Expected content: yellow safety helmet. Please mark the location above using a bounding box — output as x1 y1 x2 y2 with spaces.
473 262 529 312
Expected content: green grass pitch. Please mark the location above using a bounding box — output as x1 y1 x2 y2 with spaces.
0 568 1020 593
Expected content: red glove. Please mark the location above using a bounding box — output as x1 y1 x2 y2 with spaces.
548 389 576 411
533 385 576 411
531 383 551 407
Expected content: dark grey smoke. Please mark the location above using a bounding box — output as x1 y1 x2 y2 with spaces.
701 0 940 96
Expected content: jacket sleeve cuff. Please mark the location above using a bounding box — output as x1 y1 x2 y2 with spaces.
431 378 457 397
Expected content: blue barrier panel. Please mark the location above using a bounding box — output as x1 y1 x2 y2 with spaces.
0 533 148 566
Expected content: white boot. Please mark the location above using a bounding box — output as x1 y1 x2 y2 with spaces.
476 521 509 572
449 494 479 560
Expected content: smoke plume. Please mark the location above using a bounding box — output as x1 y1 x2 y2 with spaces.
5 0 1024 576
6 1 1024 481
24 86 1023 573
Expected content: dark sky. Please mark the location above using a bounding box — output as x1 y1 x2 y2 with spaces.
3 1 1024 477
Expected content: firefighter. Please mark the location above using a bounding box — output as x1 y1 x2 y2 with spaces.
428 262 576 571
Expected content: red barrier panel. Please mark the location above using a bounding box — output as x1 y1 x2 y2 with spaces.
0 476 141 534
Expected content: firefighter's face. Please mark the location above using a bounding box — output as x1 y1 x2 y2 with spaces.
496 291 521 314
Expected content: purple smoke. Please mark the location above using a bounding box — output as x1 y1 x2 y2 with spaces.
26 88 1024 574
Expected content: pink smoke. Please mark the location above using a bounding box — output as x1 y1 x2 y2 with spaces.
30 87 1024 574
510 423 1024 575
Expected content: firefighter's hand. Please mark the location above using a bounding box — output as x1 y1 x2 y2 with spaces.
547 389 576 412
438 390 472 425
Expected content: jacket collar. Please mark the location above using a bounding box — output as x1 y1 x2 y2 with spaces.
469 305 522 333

→ **Task**
Every record must appear in the answer exactly as it does above.

→ **Exercise response**
Expected content: yellow safety helmet. Please mark the location above using a bounding box — output as x1 y1 x2 y2 with spaces.
473 262 529 312
Expected content: green grass pitch. Please mark the location above using a bounding box — output as x1 y1 x2 y2 with spaces.
0 568 1020 593
Expected content: red glove. Please mark the location above using a bounding box — output as x1 y1 x2 y2 with spaces.
548 389 576 411
533 385 576 411
531 383 551 407
Expected content: dark grey smoke. Please mark the location above using a bounding box — output as x1 y1 x2 y2 with spaces.
701 0 940 96
Expected content: jacket sleeve cuff. Please mark the location above using a bounding box — output as x1 y1 x2 y2 with spaces.
431 378 457 397
Expected content: blue barrier panel. Please mark the location above using a bounding box — output as x1 y1 x2 y2 with spaces.
0 533 148 566
Expected content: white boot. Please mark the location above using a bounding box — output as x1 y1 x2 y2 with spaces.
476 521 509 572
449 494 479 560
Expected content: smoke plume. Please mark the location above using a bounding box — output as x1 y1 x2 y2 with spaces.
5 0 1024 576
6 1 1024 481
24 86 1023 573
Expected content: dark sky. Please mark the location above using a bounding box — output as x1 y1 x2 y2 with spaces.
3 1 1024 477
Expected content: firefighter. Please mark the location above using a bounding box — output as x1 y1 x2 y2 with spaces.
428 262 576 571
Expected content: red barrier panel. Please mark the location above using a bounding box — output as x1 y1 x2 y2 with spaces.
0 476 141 534
Expected content: firefighter's face. Please mark the location above using a bounding box — output as x1 y1 x2 y2 with spaces.
496 291 521 314
Expected content: purple smoke. Please mark the location above using a bounding box — output as x1 y1 x2 y2 with spaces.
26 88 1024 574
Expected content: pink smoke. Please mark the location above using a bounding box — output as x1 y1 x2 y2 with spaces.
30 87 1024 574
510 423 1024 575
Expected content: firefighter's hand. Please mark the location above using a bounding box — output as x1 y1 x2 y2 with spaces.
547 389 576 412
438 390 472 425
Expected content: jacket collar. Please mark the location above using a bounding box — output as x1 y1 x2 y2 with spaces.
469 305 522 333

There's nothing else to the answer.